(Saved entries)
========================================================================
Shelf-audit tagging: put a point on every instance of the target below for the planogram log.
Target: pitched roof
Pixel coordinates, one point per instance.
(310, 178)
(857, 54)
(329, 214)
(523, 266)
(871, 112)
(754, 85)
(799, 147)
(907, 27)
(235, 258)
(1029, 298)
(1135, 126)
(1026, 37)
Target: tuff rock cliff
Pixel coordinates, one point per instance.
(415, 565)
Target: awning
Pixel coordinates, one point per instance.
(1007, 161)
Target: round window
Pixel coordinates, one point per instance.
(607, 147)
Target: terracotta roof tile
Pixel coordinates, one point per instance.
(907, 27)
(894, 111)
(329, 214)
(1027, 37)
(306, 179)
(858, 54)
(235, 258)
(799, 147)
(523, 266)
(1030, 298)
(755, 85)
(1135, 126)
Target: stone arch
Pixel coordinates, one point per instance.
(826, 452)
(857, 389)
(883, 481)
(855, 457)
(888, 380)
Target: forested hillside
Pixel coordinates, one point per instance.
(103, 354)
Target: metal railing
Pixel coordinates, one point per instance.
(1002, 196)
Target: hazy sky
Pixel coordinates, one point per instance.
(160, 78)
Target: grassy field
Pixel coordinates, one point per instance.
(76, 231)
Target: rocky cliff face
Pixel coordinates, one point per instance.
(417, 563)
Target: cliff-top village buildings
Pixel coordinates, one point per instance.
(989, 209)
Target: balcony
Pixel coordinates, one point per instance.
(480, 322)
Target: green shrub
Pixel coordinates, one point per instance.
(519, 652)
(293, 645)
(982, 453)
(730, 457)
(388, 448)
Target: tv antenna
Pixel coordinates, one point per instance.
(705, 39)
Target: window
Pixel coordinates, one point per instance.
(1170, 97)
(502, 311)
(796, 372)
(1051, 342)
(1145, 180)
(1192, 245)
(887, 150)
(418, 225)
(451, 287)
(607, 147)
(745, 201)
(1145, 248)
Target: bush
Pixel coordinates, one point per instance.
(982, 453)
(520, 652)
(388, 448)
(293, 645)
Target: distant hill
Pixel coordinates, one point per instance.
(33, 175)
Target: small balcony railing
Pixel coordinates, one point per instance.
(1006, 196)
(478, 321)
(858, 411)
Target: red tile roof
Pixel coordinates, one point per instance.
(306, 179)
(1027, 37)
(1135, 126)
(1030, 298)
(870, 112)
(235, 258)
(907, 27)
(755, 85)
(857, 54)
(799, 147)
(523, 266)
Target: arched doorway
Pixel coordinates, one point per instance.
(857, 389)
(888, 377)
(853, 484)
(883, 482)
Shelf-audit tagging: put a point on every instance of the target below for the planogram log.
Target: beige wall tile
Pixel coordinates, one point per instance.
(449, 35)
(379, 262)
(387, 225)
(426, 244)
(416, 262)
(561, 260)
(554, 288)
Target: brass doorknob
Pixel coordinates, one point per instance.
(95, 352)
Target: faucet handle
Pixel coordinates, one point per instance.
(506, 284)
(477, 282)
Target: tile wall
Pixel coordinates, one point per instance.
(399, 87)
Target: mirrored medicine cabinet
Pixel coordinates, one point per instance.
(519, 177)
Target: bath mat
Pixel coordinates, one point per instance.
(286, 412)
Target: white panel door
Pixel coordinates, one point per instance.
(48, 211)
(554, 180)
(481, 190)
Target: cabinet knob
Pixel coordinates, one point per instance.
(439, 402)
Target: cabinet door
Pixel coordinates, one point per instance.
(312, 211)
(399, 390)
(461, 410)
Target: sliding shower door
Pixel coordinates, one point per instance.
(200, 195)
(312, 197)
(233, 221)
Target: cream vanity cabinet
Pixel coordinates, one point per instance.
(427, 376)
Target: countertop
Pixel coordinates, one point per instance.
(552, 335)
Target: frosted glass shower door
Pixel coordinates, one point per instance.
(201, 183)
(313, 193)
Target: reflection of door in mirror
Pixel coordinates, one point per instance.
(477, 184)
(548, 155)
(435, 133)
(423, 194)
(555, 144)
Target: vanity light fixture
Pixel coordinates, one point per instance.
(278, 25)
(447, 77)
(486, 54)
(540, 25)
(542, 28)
========================================================================
* **WORK REQUIRED**
Without altering a single word, set down all the entries again.

* **ANSWER BOX**
Shelf-audit tagging: put a point on every instance of the target below for the planogram log.
Target: pitched roof
Pixel coordinates, one point per instance.
(310, 178)
(857, 54)
(329, 214)
(523, 266)
(871, 112)
(754, 85)
(799, 147)
(907, 27)
(235, 258)
(1029, 298)
(1135, 126)
(1026, 37)
Target: tuff rock cliff
Pixel coordinates, one point per instance.
(415, 565)
Target: awning
Pixel coordinates, one point per instance.
(1007, 161)
Target: round window
Pixel coordinates, one point per instance.
(607, 147)
Target: terracotta roof tile
Pixel coordinates, one point per instance.
(907, 27)
(894, 111)
(329, 214)
(1027, 37)
(306, 179)
(858, 54)
(235, 258)
(799, 147)
(523, 266)
(1030, 298)
(755, 85)
(1135, 126)
Target: stone arch
Pixel coordinates, one point per instance.
(826, 452)
(857, 389)
(883, 481)
(855, 457)
(888, 380)
Target: forested hillside
Pixel coordinates, one point per instance.
(103, 354)
Target: metal railing
Pixel coordinates, one point per instance.
(1002, 196)
Target: hazy sky
Pixel coordinates, one point per instance.
(160, 78)
Target: grassy field
Pixel coordinates, one point per instance.
(76, 231)
Target: rocky cliff face
Pixel coordinates, one point per instance.
(417, 563)
Target: cliff-top village buildings
Pixel coordinates, one point per instance.
(989, 209)
Target: balcony
Pixel coordinates, one point per instance.
(480, 322)
Target: green shrub
Pixel coordinates, one point per instance.
(519, 652)
(293, 645)
(982, 453)
(730, 457)
(388, 448)
Target: tv antenna
Pixel coordinates, one point per instance.
(705, 39)
Target: window
Pixel coordinates, one point per instance.
(1170, 97)
(502, 311)
(796, 372)
(1051, 342)
(1145, 180)
(1192, 245)
(887, 150)
(418, 225)
(451, 287)
(607, 147)
(745, 201)
(1145, 248)
Target: bush
Pixel coordinates, one point per instance.
(982, 453)
(520, 652)
(388, 448)
(293, 645)
Target: distant hill
Pixel coordinates, one point per instance.
(33, 175)
Target: small balcony railing
Pixel coordinates, one point per instance.
(1006, 196)
(478, 321)
(858, 411)
Target: red tile roof
Pixel coordinates, one point per instance.
(306, 179)
(1027, 37)
(1135, 126)
(1030, 298)
(870, 112)
(235, 258)
(907, 27)
(755, 85)
(857, 54)
(799, 147)
(523, 266)
Target: arched doorway
Pixel coordinates, one point per instance.
(857, 389)
(888, 377)
(853, 484)
(883, 482)
Shelf-audit tagging: put a point on every instance of the target below for the planogram log.
Target: beige wall tile
Pixel coordinates, one point per instance.
(449, 35)
(379, 262)
(387, 225)
(426, 244)
(416, 262)
(561, 260)
(554, 288)
Target: brass doorknob
Pixel coordinates, one point per instance.
(95, 352)
Target: faucet handle
Pixel coordinates, one point per instance.
(506, 284)
(477, 282)
Target: tile wall
Pixel coordinates, one point per instance.
(399, 87)
Target: mirrored medicine cabinet
Pixel coordinates, one point per instance.
(519, 177)
Target: bath mat
Pixel coordinates, one point per instance.
(286, 412)
Target: white panel door
Pixel coordinates, one point per instance.
(48, 211)
(554, 180)
(481, 190)
Target: cabinet knob
Pixel coordinates, one point per instance.
(439, 402)
Target: cabinet door
Pixel coordinates, one point per instance.
(312, 211)
(399, 390)
(461, 410)
Target: sliding shower door
Pixel coordinates, one point per instance.
(200, 195)
(312, 197)
(233, 221)
Target: cream vanity cabinet
Pixel coordinates, one point per instance.
(427, 376)
Target: countertop
Pixel coordinates, one point per instance.
(552, 335)
Target: frosted glass shower door
Pixel coordinates, one point per instance.
(201, 183)
(313, 193)
Target: reflection of door in mirror
Pixel coordinates, one point per instance.
(477, 184)
(548, 155)
(435, 133)
(423, 194)
(555, 144)
Target: vanity light fixture
Pixel coordinates, one point per instance.
(278, 25)
(447, 77)
(486, 54)
(540, 25)
(542, 28)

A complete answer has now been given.